• _EXTRACTED DATA_:
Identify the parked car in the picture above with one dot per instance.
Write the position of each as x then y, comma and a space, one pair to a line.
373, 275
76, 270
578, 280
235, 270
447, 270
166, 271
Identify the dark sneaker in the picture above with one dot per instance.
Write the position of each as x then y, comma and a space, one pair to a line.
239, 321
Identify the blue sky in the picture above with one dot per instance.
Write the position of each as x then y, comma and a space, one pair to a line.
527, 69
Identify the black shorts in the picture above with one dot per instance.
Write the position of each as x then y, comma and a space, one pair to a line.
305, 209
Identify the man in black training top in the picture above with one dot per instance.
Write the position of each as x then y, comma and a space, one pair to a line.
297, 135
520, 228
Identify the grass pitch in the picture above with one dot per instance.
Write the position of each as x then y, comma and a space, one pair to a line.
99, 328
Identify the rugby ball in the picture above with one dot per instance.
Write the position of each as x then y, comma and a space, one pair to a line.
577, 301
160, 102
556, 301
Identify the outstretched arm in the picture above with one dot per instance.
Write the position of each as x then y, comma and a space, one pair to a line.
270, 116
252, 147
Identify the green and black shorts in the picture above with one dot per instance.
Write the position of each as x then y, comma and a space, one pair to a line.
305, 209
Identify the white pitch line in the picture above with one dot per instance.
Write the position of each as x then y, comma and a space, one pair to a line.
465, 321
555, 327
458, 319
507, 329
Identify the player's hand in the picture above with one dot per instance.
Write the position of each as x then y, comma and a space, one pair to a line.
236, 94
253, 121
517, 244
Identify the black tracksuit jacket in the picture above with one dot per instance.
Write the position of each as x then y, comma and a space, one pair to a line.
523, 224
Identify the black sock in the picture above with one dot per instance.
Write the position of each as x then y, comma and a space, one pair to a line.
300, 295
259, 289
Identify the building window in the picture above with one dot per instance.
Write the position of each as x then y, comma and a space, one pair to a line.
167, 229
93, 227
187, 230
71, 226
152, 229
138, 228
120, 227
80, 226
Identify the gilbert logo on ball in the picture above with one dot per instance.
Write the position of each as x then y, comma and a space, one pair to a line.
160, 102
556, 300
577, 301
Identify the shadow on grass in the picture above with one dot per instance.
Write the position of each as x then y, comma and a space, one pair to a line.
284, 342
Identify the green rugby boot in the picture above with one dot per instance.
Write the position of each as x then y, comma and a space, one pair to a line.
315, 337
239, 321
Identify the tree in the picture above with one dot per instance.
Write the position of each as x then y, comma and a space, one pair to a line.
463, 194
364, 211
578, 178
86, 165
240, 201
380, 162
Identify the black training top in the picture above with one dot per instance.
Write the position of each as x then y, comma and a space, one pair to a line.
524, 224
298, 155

• _THE EXERCISE_: Each line above must be reproduced exactly as it stands.

• _ANSWER IN FULL_:
Identify the parked car in the picture above with one dot per instance.
Write the position of each as x then y, comma and a space, one pair to a line.
373, 275
76, 270
578, 280
235, 270
447, 270
166, 271
Identify the dark sneaker in the picture above with one dot per instance.
Write the position of each as x then y, comma and a space, one pair to a line.
239, 321
Identify the blue sky in the picture above with one dot per instance.
Write the position of each as x then y, comma and a space, one pair to a line.
527, 69
Identify the black shorts in the picture above with one dot per instance.
Write the position of each as x then y, comma and a space, one pair to a line.
305, 209
Identify the man in black training top in the picture above with one dot per instance.
Write the position of each as x then y, comma and a space, one pair to a line.
297, 135
520, 228
Identify the grass pitch in the picture above with one dot per instance.
Write the position of each as x then y, comma and a space, one pair to a line.
99, 328
Identify the rugby ball in the picture above with one dot per instance.
Write the position of each as x then y, comma and a space, one pair to a line.
577, 301
160, 102
556, 301
Identify the outstretched arm in the picture above with one dot per instance.
Write the position of each as x then y, comma and a space, one pair to a line.
270, 116
252, 147
Identify the green and black shorts in the picture above with one dot per instance.
Write the position of each as x then y, comma and a space, one pair to a line.
305, 209
Identify the white pitch line in the picture above with one dot per instance.
Write the position of each as x then y, comma and a space, one pair to a line.
465, 321
555, 327
458, 319
507, 329
Identify the player's hand in the picture above with one dot per instance.
Write the position of each as x then y, comma and a space, one pair to a line.
236, 94
253, 121
517, 244
Identify the black tracksuit jacket in the picture above with one dot per instance.
Write the position of each as x then y, comma and a space, one pair to a line.
523, 224
Identify the black sock in the picture above with one dot per instance.
Write the position of each as x then y, comma and a space, one pair to a line.
300, 295
259, 289
Identify the building window in the picture above with one dot per instance.
Write the position of each as x then y, comma and a space, one pair to a line.
167, 229
93, 227
187, 230
71, 226
152, 229
138, 228
120, 227
80, 226
Identify the gilbert logo on ball in the picture above with one dot per instance.
Write the position of each as x then y, comma and a space, one pair to a line.
160, 102
556, 300
577, 301
Identify the shadow on grass in the picture above with one dot per instance.
Write the position of each as x then y, comma and a space, one pair to a line.
284, 342
Identify the green rugby boot in the picture above with one dot per instance.
Write the position of each as x then y, comma and a space, one pair to a line.
315, 337
239, 321
Identify the tree in the picture above with one dot per instance.
Write the position of each as x then y, comma and a space, one pair to a line.
463, 194
364, 211
578, 178
86, 165
240, 201
380, 162
Identify the black training top in the picture above with one dot per instance.
Write the position of each as x then y, comma and a space, one pair to a line.
524, 224
298, 155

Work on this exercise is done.